_WORK REQUEST_: Starting at the top of the entries below, print each line exactly until the line with "target | white snow pile" has been printed too.

_Items listed in a dataset_:
◇ ◇ ◇ ◇ ◇ ◇ ◇

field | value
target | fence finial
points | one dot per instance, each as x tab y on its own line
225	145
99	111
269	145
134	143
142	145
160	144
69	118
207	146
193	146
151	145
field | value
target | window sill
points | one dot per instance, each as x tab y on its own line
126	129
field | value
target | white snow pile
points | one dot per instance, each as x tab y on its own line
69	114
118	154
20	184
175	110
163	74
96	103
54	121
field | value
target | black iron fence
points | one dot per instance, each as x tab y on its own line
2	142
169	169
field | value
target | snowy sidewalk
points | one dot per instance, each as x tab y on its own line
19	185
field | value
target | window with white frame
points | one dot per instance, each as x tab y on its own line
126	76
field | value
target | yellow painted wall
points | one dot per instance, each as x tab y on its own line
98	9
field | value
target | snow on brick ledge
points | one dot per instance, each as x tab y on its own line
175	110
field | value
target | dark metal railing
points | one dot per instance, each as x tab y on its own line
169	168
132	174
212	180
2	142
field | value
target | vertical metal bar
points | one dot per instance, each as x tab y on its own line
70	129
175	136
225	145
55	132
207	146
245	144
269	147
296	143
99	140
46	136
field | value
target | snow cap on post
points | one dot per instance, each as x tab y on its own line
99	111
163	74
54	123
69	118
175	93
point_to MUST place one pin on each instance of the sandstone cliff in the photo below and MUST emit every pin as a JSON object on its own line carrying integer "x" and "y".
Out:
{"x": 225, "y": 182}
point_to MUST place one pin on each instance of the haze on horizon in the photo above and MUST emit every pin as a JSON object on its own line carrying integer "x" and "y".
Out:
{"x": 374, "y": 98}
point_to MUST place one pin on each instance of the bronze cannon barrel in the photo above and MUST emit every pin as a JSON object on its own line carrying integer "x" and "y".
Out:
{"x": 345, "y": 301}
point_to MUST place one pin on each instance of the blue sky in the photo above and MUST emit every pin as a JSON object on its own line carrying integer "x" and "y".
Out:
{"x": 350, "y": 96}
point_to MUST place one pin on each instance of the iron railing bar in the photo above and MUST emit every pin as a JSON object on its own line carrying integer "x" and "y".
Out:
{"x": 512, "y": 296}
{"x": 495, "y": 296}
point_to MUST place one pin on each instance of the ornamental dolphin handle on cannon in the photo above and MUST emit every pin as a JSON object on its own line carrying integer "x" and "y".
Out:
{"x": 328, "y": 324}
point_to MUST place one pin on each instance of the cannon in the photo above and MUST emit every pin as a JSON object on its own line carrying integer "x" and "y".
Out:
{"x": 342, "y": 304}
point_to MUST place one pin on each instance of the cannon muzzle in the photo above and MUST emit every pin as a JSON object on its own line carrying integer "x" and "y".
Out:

◇ ◇ ◇ ◇ ◇ ◇ ◇

_TASK RESPONSE_:
field | value
target | fence finial
points | one dot per instance, each as x tab y on its own line
225	145
99	111
269	145
134	143
142	145
160	144
69	118
207	146
193	146
151	145
field | value
target | window sill
points | one dot per instance, each as x tab y on its own line
126	129
field | value
target | white snow pile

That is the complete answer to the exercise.